*** Opening of Input ***

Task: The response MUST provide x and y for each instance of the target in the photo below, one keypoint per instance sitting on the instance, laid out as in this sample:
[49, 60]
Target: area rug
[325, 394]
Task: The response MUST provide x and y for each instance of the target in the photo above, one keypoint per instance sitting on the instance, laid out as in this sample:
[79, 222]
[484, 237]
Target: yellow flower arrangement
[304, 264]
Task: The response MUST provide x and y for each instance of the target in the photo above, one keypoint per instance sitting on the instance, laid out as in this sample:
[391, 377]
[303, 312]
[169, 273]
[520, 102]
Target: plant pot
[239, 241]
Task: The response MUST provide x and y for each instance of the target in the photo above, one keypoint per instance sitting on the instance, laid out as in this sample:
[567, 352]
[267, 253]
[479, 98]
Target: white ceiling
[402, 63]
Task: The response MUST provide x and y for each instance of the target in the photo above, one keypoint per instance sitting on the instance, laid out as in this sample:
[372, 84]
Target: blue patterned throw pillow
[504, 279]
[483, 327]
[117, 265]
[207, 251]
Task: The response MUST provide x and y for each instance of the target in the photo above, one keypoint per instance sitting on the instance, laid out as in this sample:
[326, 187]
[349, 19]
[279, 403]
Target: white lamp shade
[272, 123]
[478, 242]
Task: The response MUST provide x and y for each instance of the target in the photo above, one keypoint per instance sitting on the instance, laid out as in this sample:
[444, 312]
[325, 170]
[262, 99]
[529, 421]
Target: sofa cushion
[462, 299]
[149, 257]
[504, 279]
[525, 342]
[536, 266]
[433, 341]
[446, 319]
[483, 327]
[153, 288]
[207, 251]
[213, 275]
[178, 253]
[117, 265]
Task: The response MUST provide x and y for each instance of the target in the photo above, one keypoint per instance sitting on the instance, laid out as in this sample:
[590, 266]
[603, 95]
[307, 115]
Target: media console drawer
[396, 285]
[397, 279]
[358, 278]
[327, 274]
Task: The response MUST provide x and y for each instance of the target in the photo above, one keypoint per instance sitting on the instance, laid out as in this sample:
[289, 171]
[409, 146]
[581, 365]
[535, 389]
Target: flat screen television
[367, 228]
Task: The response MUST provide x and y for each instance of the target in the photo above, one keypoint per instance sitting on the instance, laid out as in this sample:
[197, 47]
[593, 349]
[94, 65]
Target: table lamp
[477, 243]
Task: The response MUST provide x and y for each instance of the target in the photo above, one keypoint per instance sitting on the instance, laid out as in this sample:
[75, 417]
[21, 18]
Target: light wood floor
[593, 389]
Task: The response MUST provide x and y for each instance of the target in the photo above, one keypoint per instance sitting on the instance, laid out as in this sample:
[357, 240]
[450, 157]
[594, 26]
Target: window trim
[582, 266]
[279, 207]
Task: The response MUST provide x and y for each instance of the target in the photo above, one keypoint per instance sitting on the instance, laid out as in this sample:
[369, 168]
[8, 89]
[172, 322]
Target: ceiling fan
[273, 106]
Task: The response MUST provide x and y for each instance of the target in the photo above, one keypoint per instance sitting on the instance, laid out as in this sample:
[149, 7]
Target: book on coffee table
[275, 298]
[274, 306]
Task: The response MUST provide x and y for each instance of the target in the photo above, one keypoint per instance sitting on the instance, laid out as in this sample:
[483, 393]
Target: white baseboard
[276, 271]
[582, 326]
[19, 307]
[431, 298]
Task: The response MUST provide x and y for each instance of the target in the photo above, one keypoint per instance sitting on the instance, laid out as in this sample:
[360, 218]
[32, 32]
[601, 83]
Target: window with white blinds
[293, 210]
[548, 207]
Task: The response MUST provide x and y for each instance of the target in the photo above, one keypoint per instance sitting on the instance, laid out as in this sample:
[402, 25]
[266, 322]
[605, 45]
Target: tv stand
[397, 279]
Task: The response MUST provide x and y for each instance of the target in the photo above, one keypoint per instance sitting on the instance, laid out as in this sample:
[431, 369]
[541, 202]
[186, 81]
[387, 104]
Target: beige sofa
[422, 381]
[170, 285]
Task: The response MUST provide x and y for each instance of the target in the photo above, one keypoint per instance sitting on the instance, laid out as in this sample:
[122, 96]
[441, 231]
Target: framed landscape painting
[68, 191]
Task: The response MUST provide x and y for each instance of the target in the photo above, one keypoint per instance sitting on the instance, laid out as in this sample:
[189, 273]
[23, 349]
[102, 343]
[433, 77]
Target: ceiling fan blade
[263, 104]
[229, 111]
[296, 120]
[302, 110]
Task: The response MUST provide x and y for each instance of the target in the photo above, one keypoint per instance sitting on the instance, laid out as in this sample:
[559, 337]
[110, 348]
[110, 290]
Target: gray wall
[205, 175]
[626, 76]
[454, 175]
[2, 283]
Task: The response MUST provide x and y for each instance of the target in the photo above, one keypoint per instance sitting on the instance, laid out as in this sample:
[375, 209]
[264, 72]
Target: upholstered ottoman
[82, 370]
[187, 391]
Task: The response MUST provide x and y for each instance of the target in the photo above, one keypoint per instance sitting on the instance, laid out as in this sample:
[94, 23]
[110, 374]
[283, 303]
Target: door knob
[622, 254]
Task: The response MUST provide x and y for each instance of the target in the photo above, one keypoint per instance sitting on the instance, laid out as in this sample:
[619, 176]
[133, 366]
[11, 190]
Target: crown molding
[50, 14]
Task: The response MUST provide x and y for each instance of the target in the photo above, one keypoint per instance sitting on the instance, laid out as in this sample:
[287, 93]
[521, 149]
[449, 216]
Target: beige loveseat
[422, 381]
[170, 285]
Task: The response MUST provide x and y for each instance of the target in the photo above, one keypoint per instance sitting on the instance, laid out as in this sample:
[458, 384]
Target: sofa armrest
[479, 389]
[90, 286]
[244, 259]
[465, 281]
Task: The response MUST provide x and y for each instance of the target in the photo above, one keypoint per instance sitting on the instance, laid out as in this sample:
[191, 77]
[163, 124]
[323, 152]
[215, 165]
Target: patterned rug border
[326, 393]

*** Close of Input ***

#### Problem to work on:
Exact transcription of the records is all that is wanted.

#### Expected output:
Task: The response MUST provide x and y for each instance of the target in the photo below, one keypoint per instance sitting on the instance, laid out as in this sample:
[49, 60]
Target: area rug
[325, 394]
Task: The response MUST provide x and y for each instance of the target in the photo above, one keypoint per instance sitting on the instance, laid out as in this sample:
[79, 222]
[484, 237]
Target: yellow flower arrangement
[304, 264]
Task: The response MUST provide x and y for each instance of the target in the photo above, one keypoint per instance sitting on the instance, laid out as in this sample:
[391, 377]
[303, 312]
[169, 273]
[520, 102]
Target: plant pot
[239, 241]
Task: The response MUST provide x and y for each instance of the target in the photo above, one keypoint per instance sitting on the instance, laid out as in this sample:
[567, 352]
[267, 253]
[479, 98]
Target: white ceiling
[402, 63]
Task: The response MUST provide x and y for each instance of the target in the photo above, one keypoint per instance sitting on the instance, laid out as in this sample:
[372, 84]
Target: blue patterned throw pillow
[504, 279]
[483, 327]
[117, 265]
[207, 251]
Task: The response MUST provide x and y for each instance of the target in the photo above, one keypoint per instance sitting on the instance, laid out as in this sample:
[326, 187]
[349, 19]
[279, 403]
Target: white lamp shade
[272, 123]
[478, 242]
Task: The response MUST provide x and y for each instance of the target in the photo above, one keypoint per instance sitting on the instance, laid out as in this sample:
[444, 312]
[325, 170]
[262, 99]
[529, 421]
Target: sofa cushion
[462, 299]
[149, 257]
[504, 279]
[525, 342]
[536, 266]
[433, 341]
[446, 319]
[483, 327]
[153, 288]
[207, 251]
[213, 275]
[178, 253]
[117, 265]
Task: The response MUST provide x and y for each instance of the target in the photo above, one keypoint per instance sitting on the instance, laid out as in this sample:
[590, 266]
[603, 95]
[307, 115]
Target: media console drawer
[396, 285]
[397, 279]
[358, 278]
[327, 274]
Task: The response MUST provide x and y for each instance of the target in the photo above, one keypoint per instance sitting on the instance, laid out as in this sample:
[289, 171]
[409, 146]
[581, 365]
[535, 389]
Target: flat screen television
[367, 228]
Task: The response MUST provide x and y for each instance of the target in the photo above, one keypoint per instance sitting on the instance, laid out as in this sample:
[197, 47]
[593, 349]
[94, 65]
Target: table lamp
[477, 243]
Task: The response MUST provide x and y for each instance of the target in the photo above, one keypoint per instance sitting on the instance, laid out as in this sample:
[75, 417]
[21, 18]
Target: light wood floor
[593, 389]
Task: The response MUST provide x and y for each instance of the target in the photo above, one keypoint per instance sitting on the instance, laid out as in this sample:
[357, 240]
[450, 157]
[594, 26]
Target: window trim
[582, 266]
[279, 207]
Task: The response MUST provide x and y for each instance of the target in the photo above, one keypoint per instance sitting on the instance, laid out as in this sample:
[369, 168]
[8, 89]
[172, 322]
Target: ceiling fan
[273, 106]
Task: The response MUST provide x and y for each instance of the target in the photo above, one keypoint per instance sitting on the instance, laid out as in this sample:
[149, 7]
Target: book on coffee table
[275, 298]
[274, 306]
Task: The response MUST provide x and y for each instance of the target in the photo above, one keypoint per instance sitting on the instance, laid out as in this sample:
[483, 393]
Target: white baseboard
[276, 271]
[582, 326]
[19, 307]
[431, 298]
Task: The response MUST provide x and y for each instance of the target in the photo above, one keypoint per instance sitting on the instance, laid out as in this sample:
[360, 218]
[32, 32]
[601, 83]
Target: window with white blinds
[293, 210]
[548, 207]
Task: The response MUST provide x and y for each instance of the target in the photo above, one keypoint per instance sitting on the instance, laid out as in this sample:
[402, 25]
[266, 322]
[605, 45]
Target: tv stand
[397, 279]
Task: The response MUST provide x and y for each instance of the target in the photo above, one keypoint per instance sitting on the instance, laid out as in this sample:
[431, 369]
[541, 202]
[186, 81]
[387, 104]
Target: beige sofa
[422, 381]
[170, 285]
Task: The response MUST provide x and y for each instance of the target in the photo above, one keypoint per instance sitting on the instance, laid out as in this sample:
[122, 96]
[441, 231]
Target: framed landscape painting
[68, 191]
Task: The response MUST provide x and y for each instance of the target in the photo above, one keypoint per instance sitting on the instance, laid out as in this sample:
[189, 273]
[23, 349]
[102, 343]
[433, 77]
Target: ceiling fan blade
[263, 104]
[229, 111]
[296, 120]
[302, 110]
Task: The response MUST provide x and y for each instance of the target in the photo above, one keypoint per instance sitting on the instance, laid out as in this sample:
[559, 337]
[110, 348]
[110, 290]
Target: gray wall
[205, 175]
[626, 76]
[454, 175]
[2, 283]
Task: The response MUST provide x and y for each instance of the target in the photo above, one keypoint per instance sitting on the instance, laid out as in this sample:
[375, 209]
[264, 72]
Target: upholstered ottoman
[82, 370]
[187, 391]
Task: The response MUST provide x and y for each instance of the target in the photo above, one keypoint per instance sitting on the instance, laid out as in this sample:
[94, 23]
[110, 374]
[283, 303]
Target: door knob
[622, 254]
Task: The response MUST provide x and y for each instance of the target in the photo above, one keypoint per instance sitting on the instance, laid out as in this sample:
[619, 176]
[133, 366]
[11, 190]
Target: crown molding
[50, 14]
Task: The response MUST provide x and y for each instance of the target in the photo above, one keypoint per instance sitting on the instance, laid out as in this sample:
[287, 93]
[521, 149]
[449, 216]
Target: beige loveseat
[422, 381]
[170, 285]
Task: The response MUST provide x and y for each instance of the target in the photo above, one keypoint per instance sitting on the instance, laid out as in this sample:
[458, 384]
Target: sofa armrest
[479, 389]
[90, 286]
[244, 259]
[465, 281]
Task: The response MUST provide x and y for each instance of the target in the photo above, one keypoint per instance sitting on the instance, laid out as in this sample:
[191, 77]
[163, 124]
[323, 152]
[215, 165]
Target: patterned rug border
[326, 393]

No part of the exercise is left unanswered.